What the task requires: Copy out everything in the article on the Romney–Obama health care debate from "The president sharply" down to "big insurance companies.", word for word.

Document excerpt:
"""

Republican candidate Mitt Romney takes on President Barack Obama in the race for the White House

On Meet the Press, however, he suggested that he would keep many aspects of the law.

"I say we're going to replace Obamacare," Mr Romney said. "And I'm replacing it with my own plan. And even in Massachusetts when I was governor, our plan there deals with pre-existing conditions and with young people."

Also talking healthcare, Mr Obama travelled through the swing state of Florida, home to a large elderly population, over the weekend on a bus.

The president sharply criticised Mr Romney over his plans to turn Medicare, the health insurance scheme for seniors, into a voucher system.

“Here’s the bottom line: Their voucher plan for Medicare would bankrupt Medicare. Our plan strengthens Medicare,” the president told a crowd of about 3,000 people at the Florida Institute of Technology in Melbourne.

He cited a new report from David Cutler, a Harvard economics professor who supported the president’s healthcare overhaul, as saying that Mr Romney’s plan would take money from middle-class people to give it to big insurance companies.

“I want you to know, Florida, I will never turn Medicare into a voucher,” he said. “If you work hard all your life, then you should have some basic security . . . to know that it’s going to be there for you. And I have to tell you, that is going to be part of what’s at stake in this election.”

"""

Information supplied:

"""

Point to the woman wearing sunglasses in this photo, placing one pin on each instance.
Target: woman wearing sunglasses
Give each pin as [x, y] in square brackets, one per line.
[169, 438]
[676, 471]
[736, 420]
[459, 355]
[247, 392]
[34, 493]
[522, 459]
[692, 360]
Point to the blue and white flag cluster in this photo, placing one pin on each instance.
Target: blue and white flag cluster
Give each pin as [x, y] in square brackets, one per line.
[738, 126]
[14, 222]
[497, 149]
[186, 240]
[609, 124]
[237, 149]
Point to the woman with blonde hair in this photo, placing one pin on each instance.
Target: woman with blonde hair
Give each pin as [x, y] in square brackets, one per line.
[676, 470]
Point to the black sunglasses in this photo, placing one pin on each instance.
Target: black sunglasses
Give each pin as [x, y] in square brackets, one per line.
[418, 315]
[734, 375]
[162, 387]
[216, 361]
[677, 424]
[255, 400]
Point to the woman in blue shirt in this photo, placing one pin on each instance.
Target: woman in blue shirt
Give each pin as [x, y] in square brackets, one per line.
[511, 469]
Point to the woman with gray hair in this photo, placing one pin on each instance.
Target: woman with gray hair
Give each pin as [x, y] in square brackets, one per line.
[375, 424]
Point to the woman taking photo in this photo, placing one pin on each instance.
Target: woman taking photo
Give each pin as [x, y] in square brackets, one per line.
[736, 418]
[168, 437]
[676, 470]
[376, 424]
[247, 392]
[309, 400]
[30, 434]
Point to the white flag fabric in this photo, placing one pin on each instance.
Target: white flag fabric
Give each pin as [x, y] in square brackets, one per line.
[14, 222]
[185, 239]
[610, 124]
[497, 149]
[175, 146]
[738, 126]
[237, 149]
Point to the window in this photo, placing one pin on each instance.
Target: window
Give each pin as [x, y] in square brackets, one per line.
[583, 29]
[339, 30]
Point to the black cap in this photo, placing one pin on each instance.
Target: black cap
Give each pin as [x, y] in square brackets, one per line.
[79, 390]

"""

Answer to this exercise:
The president sharply criticised Mr Romney over his plans to turn Medicare, the health insurance scheme for seniors, into a voucher system.

“Here’s the bottom line: Their voucher plan for Medicare would bankrupt Medicare. Our plan strengthens Medicare,” the president told a crowd of about 3,000 people at the Florida Institute of Technology in Melbourne.

He cited a new report from David Cutler, a Harvard economics professor who supported the president’s healthcare overhaul, as saying that Mr Romney’s plan would take money from middle-class people to give it to big insurance companies.